How to complete this task ->
Pictures found in the material must be left out, and every line returned as written.
==== Dataset records ====
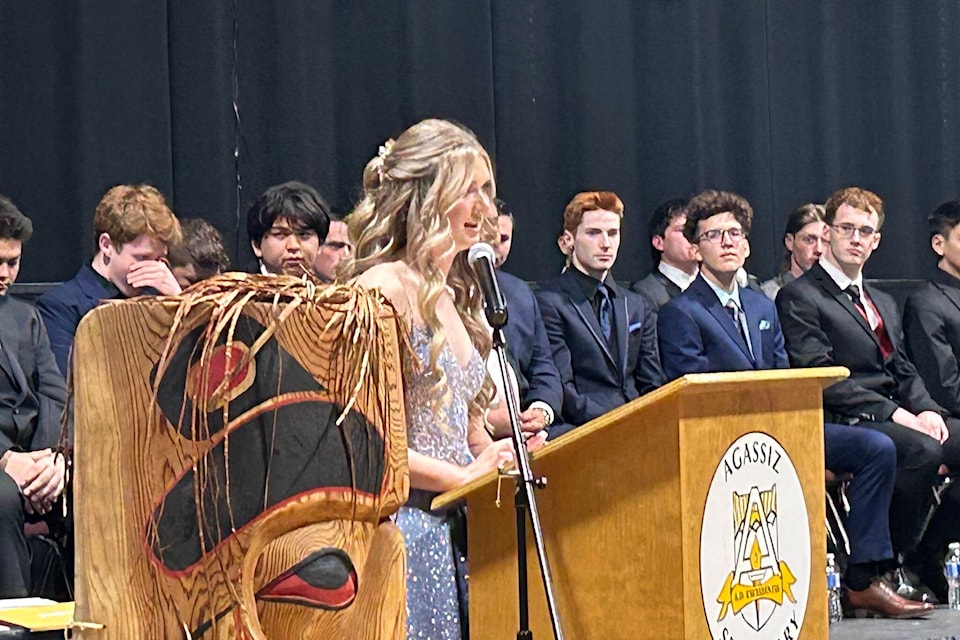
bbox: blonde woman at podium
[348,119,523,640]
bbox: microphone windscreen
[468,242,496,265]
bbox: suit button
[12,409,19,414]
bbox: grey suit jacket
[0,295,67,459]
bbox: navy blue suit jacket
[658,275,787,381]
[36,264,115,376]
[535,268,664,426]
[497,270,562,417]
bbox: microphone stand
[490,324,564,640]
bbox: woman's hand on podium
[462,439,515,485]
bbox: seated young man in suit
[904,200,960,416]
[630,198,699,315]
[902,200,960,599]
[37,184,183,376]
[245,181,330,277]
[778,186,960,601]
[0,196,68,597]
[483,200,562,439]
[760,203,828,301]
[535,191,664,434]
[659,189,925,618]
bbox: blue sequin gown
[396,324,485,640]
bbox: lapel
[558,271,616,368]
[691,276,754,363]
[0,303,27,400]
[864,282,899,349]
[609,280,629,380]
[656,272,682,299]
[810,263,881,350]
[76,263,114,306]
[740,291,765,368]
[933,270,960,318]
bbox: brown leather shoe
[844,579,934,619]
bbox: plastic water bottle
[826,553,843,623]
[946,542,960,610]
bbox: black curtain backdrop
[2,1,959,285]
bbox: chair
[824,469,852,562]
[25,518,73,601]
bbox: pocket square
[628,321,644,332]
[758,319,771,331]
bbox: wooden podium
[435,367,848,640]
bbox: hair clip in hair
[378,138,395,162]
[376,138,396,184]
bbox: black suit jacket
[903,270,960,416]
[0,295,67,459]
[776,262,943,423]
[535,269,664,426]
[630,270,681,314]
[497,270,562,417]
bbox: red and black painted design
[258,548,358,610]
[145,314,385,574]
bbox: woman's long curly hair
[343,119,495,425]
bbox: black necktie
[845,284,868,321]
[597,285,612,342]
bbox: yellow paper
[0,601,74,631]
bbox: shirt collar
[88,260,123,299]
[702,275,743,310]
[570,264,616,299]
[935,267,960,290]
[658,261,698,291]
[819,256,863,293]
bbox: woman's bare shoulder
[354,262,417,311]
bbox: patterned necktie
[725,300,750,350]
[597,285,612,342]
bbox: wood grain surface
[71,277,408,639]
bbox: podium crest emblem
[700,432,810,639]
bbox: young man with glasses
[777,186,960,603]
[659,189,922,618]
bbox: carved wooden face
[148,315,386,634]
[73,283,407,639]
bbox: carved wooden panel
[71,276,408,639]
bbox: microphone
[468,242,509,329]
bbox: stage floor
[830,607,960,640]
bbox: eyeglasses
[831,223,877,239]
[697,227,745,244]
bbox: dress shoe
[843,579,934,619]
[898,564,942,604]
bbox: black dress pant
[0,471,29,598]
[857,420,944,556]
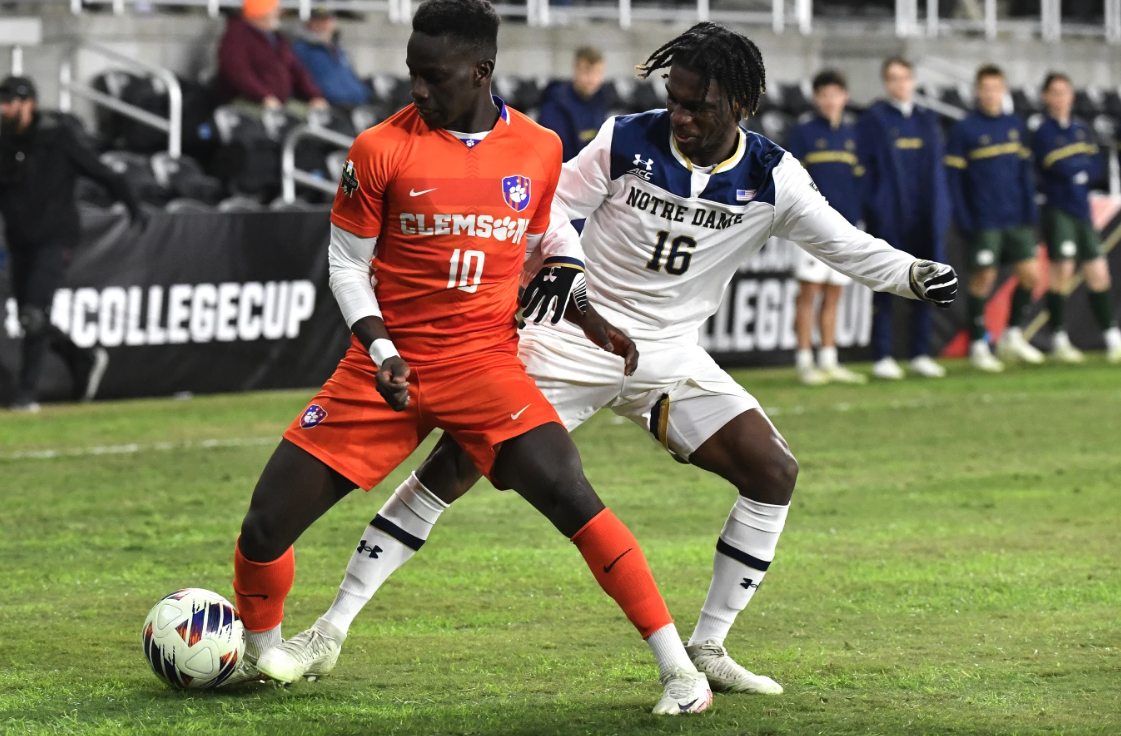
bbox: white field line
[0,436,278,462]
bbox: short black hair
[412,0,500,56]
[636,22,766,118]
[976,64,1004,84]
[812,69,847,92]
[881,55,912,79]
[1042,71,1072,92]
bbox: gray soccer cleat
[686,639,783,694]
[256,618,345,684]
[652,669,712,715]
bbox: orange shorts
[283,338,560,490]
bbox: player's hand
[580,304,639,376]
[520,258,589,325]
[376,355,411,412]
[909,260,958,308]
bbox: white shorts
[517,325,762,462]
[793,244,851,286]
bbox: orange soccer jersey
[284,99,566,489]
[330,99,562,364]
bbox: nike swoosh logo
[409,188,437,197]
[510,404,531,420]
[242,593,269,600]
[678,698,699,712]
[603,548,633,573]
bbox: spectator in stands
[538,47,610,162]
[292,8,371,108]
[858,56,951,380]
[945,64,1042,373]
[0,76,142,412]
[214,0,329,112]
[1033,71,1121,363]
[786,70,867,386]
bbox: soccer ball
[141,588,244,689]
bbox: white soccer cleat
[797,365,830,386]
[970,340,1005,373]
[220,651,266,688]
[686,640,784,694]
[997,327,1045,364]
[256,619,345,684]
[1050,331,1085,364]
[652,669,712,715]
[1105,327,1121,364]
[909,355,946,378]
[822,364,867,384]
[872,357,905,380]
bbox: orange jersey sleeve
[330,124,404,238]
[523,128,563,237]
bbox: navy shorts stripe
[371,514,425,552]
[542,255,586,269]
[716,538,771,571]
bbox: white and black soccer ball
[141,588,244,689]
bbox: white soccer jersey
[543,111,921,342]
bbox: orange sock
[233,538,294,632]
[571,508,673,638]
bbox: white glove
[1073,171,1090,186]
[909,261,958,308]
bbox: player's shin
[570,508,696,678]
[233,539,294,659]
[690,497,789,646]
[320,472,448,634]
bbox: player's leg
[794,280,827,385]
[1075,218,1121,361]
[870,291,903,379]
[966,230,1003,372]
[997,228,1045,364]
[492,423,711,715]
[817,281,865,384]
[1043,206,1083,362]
====
Written response ->
bbox: blonde woman at podium
[348,119,523,640]
bbox: microphone windscreen
[468,242,496,265]
bbox: suit button
[12,409,19,414]
bbox: grey suit jacket
[0,295,67,459]
bbox: navy blue suit jacket
[658,275,787,381]
[36,264,115,376]
[535,268,664,426]
[497,270,562,417]
bbox: microphone stand
[490,324,564,640]
bbox: woman's hand on podium
[462,439,515,485]
bbox: seated young man in suit
[904,200,960,416]
[630,198,699,315]
[902,200,960,599]
[37,184,183,376]
[245,181,330,277]
[778,186,960,601]
[0,196,68,597]
[483,200,562,439]
[760,203,828,301]
[535,191,664,434]
[659,189,925,618]
bbox: blue sequin gown
[396,324,485,640]
bbox: lapel
[558,271,616,368]
[691,276,754,363]
[0,303,27,400]
[864,282,899,349]
[609,280,629,380]
[656,272,682,299]
[810,263,881,350]
[76,263,114,306]
[740,291,765,368]
[933,270,960,318]
bbox: brown leather shoe
[844,579,934,619]
bbox: plastic water bottle
[826,553,843,623]
[946,542,960,610]
bbox: black curtain backdrop
[2,1,959,285]
bbox: chair
[824,469,852,562]
[25,518,73,601]
bbox: pocket square
[628,321,644,332]
[758,319,771,331]
bbox: wooden podium
[435,367,848,640]
bbox: hair clip in hair
[378,138,395,162]
[376,138,396,184]
bbox: black suit jacket
[903,270,960,416]
[0,295,67,459]
[776,262,943,423]
[535,269,664,426]
[630,270,681,314]
[497,270,562,417]
bbox: red and black painted design
[258,548,358,610]
[145,314,385,574]
bbox: woman's long curly hair
[343,119,495,425]
bbox: black necktie
[845,284,868,321]
[597,285,612,342]
bbox: yellow paper
[0,601,74,631]
bbox: shirt collar
[88,260,123,299]
[702,275,743,310]
[570,264,616,299]
[935,267,960,290]
[658,261,698,291]
[819,256,863,293]
bbox: woman's bare shoulder
[354,262,417,311]
bbox: patterned necktie
[725,300,750,350]
[597,285,612,342]
bbox: wood grain surface
[71,277,408,639]
bbox: podium crest emblem
[700,432,810,639]
bbox: young man with glasses
[777,186,960,603]
[659,189,922,618]
bbox: carved wooden face
[148,315,386,634]
[73,283,407,639]
bbox: carved wooden panel
[71,276,408,639]
bbox: microphone
[468,242,509,329]
bbox: stage floor
[830,607,960,640]
bbox: eyeglasses
[831,223,877,239]
[697,227,745,244]
bbox: dress shoe
[843,579,934,619]
[898,564,942,604]
bbox: black dress pant
[0,471,29,598]
[857,420,944,556]
bbox: white field line
[0,436,278,462]
bbox: short black hair
[412,0,500,56]
[636,22,766,118]
[976,64,1004,84]
[812,69,847,92]
[881,55,912,79]
[1042,71,1072,92]
bbox: gray soccer cleat
[686,639,783,694]
[256,618,345,684]
[652,669,712,715]
bbox: orange shorts
[283,338,560,490]
bbox: player's hand
[580,304,639,376]
[520,258,589,325]
[376,355,411,412]
[909,260,958,308]
bbox: white shorts
[517,325,762,462]
[793,244,851,286]
bbox: orange soccer jersey
[284,99,566,489]
[330,99,562,364]
bbox: nike swoosh logo
[409,188,437,197]
[510,404,531,420]
[242,593,269,600]
[678,698,699,712]
[603,548,633,573]
bbox: spectator in stands
[538,47,610,162]
[292,8,371,108]
[858,56,951,380]
[945,64,1042,373]
[0,76,142,412]
[214,0,329,112]
[1033,71,1121,363]
[786,70,867,386]
bbox: soccer ball
[141,588,244,689]
bbox: white soccer cleat
[797,365,830,386]
[970,340,1005,373]
[220,651,266,688]
[686,640,784,694]
[997,327,1045,364]
[256,619,345,684]
[1050,331,1085,364]
[652,669,712,715]
[1105,327,1121,364]
[909,355,946,378]
[822,364,867,384]
[872,357,905,380]
bbox: orange jersey sleeve
[330,124,404,238]
[523,128,563,237]
bbox: navy shorts stripe
[371,514,425,552]
[542,255,586,269]
[716,538,771,571]
bbox: white and black soccer ball
[141,588,244,689]
bbox: white soccer jersey
[543,111,921,342]
bbox: orange sock
[233,538,294,632]
[571,508,673,638]
bbox: white glove
[1073,171,1090,186]
[909,261,958,308]
bbox: player's shin
[570,508,696,678]
[233,539,294,659]
[690,497,789,646]
[320,472,448,634]
bbox: player's leg
[794,280,827,385]
[1075,218,1121,361]
[870,291,903,379]
[966,230,1003,372]
[997,228,1045,364]
[492,423,711,715]
[817,281,865,384]
[1043,206,1083,362]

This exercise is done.